▶ RECORDS FOR THIS TASK
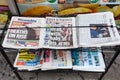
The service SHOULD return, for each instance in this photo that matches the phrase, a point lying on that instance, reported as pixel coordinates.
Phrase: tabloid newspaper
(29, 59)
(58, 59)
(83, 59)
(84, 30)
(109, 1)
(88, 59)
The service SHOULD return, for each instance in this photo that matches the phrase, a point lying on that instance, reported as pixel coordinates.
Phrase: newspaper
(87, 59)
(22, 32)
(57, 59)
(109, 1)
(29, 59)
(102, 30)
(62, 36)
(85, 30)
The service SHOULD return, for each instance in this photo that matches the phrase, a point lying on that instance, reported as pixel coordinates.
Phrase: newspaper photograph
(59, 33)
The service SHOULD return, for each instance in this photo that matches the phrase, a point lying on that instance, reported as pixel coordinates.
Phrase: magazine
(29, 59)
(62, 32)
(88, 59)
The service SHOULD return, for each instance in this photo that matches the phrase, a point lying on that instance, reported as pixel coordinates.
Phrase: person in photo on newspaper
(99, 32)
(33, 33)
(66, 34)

---

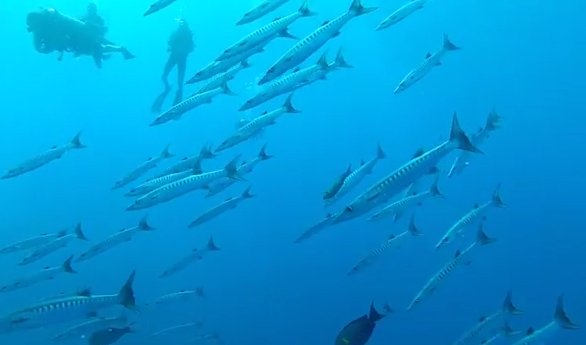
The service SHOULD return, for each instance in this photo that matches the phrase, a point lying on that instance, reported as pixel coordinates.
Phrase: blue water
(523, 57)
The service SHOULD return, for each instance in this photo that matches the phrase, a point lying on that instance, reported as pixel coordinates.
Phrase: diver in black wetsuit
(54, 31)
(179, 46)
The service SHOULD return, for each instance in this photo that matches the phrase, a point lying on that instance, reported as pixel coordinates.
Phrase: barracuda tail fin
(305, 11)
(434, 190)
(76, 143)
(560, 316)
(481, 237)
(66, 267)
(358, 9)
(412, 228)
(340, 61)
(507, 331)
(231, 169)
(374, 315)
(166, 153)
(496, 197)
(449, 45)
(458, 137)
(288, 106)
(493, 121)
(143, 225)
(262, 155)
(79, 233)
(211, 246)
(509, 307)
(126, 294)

▶ CHALLENGE
Identify each line in the rows above that contains the word "newspaper" and copy it out in full. Case counts.

▶ FINAL ANSWER
Phrase: tabloid newspaper
Phrase: newspaper
Phrase: newspaper photograph
Phrase: person in photo on newspaper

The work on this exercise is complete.